## Required task
Extract each line of the records below that contains the word "mountain", matching letter case exactly.

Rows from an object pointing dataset
=-=-=-=-=

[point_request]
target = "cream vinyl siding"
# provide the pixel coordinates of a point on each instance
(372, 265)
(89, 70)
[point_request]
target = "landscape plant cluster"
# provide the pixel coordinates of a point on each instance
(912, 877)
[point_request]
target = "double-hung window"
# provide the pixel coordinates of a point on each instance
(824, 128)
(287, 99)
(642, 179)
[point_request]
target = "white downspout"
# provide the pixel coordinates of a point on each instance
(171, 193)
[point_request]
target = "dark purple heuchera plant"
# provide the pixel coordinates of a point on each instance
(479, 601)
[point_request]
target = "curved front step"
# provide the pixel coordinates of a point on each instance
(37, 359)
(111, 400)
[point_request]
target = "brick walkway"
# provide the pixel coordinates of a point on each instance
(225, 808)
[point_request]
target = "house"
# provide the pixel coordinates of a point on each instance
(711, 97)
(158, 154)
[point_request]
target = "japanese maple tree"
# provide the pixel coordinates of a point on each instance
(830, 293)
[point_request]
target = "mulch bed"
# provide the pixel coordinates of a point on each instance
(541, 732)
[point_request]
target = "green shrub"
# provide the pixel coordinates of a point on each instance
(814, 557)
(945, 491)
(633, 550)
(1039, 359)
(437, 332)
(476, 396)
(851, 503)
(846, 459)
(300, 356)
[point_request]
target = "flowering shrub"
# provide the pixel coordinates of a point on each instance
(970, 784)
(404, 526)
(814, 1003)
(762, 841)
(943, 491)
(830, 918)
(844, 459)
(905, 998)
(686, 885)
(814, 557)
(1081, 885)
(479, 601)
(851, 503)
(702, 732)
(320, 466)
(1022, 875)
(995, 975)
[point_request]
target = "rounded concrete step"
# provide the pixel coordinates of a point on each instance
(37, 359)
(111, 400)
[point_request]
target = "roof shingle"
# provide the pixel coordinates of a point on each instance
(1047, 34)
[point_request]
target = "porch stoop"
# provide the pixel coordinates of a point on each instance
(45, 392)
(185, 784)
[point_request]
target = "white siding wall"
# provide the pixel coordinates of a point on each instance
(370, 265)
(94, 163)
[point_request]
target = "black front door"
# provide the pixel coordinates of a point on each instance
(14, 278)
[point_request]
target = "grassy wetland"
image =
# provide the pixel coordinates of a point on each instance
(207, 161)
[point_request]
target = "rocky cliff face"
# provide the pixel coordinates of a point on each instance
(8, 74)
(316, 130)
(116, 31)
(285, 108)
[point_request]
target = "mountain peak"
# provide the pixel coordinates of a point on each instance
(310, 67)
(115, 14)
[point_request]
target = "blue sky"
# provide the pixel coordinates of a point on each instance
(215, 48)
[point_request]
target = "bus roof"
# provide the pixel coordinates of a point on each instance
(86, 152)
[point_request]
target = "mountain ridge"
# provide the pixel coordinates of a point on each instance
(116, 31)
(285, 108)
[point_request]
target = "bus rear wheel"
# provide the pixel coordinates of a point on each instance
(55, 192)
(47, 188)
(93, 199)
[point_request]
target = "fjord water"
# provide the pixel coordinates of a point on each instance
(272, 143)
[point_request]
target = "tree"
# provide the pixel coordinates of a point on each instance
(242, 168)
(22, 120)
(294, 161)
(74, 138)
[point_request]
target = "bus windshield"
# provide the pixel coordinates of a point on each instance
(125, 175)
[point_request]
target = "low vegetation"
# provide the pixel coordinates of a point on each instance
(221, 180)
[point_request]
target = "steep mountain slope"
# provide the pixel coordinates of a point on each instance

=-=-=-=-=

## The reply
target = "mountain peak"
target = "mountain ridge"
target = "steep mountain slope"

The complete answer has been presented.